##### Records shown #####

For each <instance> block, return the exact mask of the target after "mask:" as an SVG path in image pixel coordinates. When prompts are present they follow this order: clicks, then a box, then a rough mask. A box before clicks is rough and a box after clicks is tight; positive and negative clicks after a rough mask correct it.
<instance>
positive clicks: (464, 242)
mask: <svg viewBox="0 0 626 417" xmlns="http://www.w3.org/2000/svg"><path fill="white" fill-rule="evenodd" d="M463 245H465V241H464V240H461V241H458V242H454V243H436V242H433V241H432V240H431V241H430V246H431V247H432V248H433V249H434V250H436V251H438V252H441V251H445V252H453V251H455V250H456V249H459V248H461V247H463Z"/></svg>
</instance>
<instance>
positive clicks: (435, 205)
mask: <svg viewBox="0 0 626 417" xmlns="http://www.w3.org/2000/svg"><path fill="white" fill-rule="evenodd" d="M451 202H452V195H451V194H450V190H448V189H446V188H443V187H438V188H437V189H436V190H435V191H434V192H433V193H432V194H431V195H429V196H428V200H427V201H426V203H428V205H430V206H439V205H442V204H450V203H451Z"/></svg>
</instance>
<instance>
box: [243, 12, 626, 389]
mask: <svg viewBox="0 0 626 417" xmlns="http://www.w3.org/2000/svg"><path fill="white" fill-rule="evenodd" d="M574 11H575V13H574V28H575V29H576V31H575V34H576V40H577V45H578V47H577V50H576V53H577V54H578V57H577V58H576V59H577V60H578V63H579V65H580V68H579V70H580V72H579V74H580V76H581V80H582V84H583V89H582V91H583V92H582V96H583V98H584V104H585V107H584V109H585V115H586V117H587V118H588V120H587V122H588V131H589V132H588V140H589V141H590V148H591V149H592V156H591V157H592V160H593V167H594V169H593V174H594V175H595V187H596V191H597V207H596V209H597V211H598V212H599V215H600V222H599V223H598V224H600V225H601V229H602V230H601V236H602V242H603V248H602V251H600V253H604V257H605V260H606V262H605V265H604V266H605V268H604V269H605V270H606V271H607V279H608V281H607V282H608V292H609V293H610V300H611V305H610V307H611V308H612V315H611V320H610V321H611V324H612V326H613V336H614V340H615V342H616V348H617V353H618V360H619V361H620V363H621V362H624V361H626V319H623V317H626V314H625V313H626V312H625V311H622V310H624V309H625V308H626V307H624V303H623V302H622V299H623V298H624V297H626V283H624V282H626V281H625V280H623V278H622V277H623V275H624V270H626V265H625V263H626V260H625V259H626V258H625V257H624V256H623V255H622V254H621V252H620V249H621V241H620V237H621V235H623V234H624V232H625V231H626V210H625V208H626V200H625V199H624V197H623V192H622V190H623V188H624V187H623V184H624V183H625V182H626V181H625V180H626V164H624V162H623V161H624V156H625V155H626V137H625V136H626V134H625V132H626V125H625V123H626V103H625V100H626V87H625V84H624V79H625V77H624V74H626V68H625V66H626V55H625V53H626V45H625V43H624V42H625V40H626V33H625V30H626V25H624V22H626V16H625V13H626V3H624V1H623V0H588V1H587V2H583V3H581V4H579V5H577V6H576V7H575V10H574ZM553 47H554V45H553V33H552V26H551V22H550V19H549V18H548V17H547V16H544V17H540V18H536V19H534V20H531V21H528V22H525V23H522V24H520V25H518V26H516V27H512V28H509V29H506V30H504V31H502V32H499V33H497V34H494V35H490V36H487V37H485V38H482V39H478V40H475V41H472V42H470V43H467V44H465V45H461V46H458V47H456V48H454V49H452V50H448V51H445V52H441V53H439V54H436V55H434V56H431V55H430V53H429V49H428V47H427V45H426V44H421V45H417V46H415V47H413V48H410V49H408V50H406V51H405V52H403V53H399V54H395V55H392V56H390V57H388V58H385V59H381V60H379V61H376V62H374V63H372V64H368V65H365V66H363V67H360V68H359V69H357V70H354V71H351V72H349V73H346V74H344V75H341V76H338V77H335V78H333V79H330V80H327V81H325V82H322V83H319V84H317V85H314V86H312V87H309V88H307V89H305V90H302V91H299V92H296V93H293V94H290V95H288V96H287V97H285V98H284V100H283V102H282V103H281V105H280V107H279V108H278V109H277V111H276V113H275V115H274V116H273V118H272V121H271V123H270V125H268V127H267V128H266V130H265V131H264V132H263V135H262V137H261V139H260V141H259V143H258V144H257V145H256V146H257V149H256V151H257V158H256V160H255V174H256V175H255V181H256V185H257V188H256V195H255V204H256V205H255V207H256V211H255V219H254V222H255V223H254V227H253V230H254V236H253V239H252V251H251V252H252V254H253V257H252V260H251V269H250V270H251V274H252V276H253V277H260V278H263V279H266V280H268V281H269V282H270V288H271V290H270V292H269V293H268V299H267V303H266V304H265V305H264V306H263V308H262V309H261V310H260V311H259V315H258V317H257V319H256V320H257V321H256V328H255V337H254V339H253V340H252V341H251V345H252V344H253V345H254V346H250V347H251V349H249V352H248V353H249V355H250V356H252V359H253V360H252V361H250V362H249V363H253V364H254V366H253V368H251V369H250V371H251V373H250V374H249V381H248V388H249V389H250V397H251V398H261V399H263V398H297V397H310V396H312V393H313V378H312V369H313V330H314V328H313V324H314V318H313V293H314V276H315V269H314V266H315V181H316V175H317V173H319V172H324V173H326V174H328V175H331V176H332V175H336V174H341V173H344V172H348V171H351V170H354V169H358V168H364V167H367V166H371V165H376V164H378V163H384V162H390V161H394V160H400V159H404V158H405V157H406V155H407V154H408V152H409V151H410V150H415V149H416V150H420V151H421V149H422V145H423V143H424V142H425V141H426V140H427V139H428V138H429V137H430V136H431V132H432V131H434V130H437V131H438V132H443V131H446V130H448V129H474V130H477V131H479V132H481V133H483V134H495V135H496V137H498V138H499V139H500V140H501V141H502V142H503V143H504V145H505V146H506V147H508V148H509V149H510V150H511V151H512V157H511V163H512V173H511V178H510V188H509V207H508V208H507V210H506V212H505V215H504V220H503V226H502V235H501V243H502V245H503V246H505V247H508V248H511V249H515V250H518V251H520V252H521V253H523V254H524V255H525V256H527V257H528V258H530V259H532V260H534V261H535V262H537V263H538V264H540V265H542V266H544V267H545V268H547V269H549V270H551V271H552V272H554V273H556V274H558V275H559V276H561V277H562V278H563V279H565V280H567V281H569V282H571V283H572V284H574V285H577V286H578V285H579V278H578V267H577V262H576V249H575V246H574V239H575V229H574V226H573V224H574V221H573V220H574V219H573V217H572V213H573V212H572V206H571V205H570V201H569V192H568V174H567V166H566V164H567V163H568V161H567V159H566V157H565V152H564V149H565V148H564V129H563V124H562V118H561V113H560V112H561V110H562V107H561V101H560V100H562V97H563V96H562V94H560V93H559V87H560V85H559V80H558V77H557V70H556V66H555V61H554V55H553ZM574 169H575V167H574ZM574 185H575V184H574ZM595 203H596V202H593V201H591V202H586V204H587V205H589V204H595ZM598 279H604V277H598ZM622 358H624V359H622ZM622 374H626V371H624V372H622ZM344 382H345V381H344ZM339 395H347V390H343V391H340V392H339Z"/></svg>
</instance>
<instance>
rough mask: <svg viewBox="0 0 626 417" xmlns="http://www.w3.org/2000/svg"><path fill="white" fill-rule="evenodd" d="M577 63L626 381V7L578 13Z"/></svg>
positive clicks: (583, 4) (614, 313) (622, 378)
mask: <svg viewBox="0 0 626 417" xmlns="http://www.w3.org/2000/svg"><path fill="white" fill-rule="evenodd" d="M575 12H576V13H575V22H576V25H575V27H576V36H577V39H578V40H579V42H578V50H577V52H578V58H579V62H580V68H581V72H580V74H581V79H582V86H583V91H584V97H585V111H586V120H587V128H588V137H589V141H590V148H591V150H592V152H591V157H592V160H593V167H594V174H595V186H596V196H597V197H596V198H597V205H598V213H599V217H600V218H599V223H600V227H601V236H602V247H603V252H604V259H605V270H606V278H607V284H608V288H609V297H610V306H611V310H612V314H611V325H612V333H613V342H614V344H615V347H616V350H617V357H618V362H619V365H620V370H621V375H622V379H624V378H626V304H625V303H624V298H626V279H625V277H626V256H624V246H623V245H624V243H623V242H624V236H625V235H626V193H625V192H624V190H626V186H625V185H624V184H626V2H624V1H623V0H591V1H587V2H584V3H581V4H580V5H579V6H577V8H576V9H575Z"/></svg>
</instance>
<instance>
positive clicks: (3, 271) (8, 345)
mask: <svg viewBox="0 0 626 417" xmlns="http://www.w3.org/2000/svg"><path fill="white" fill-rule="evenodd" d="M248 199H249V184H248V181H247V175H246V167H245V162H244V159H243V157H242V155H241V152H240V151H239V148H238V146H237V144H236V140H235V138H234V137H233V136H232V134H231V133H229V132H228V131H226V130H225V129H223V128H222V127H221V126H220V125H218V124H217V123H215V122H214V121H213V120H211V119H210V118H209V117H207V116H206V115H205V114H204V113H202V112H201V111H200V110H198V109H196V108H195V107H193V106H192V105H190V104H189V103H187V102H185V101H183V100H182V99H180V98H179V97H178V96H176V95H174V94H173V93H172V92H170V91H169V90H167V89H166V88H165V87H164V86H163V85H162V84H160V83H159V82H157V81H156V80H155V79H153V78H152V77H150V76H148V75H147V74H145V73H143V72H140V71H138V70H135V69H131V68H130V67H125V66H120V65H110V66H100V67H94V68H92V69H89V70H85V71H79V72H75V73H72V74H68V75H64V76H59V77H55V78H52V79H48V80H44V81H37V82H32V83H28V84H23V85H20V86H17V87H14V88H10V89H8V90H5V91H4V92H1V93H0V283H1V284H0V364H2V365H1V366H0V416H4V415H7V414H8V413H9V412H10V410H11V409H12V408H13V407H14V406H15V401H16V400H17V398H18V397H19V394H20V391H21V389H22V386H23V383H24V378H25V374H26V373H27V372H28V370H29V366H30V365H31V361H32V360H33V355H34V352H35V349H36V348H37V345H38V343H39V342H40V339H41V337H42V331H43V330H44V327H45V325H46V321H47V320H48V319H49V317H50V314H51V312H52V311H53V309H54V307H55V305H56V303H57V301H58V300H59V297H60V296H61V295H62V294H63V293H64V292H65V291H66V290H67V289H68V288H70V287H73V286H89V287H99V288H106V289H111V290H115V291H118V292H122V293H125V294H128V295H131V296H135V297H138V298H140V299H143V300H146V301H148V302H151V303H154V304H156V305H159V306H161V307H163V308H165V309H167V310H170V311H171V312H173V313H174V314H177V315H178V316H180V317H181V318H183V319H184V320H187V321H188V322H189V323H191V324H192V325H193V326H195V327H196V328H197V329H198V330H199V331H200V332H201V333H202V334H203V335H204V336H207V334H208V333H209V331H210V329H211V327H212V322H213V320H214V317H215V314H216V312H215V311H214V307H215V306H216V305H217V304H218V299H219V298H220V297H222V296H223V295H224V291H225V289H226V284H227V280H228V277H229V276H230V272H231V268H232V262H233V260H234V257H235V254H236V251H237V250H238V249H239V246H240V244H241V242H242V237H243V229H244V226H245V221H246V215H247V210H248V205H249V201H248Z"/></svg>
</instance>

#####

_Exercise_
Pick out all lines from the data above in which the word "positive" appears.

_Result of this task_
For each <instance> block, return the exact mask of the target after "mask:" as an SVG path in image pixel coordinates. When prompts are present they follow this order: clicks, then a box, then a rough mask. A box before clicks is rough and a box after clicks is tight; positive and negative clicks after a rough mask correct it.
positive clicks: (464, 242)
positive clicks: (435, 205)
positive clicks: (583, 4) (614, 313) (622, 378)
positive clicks: (3, 271) (8, 345)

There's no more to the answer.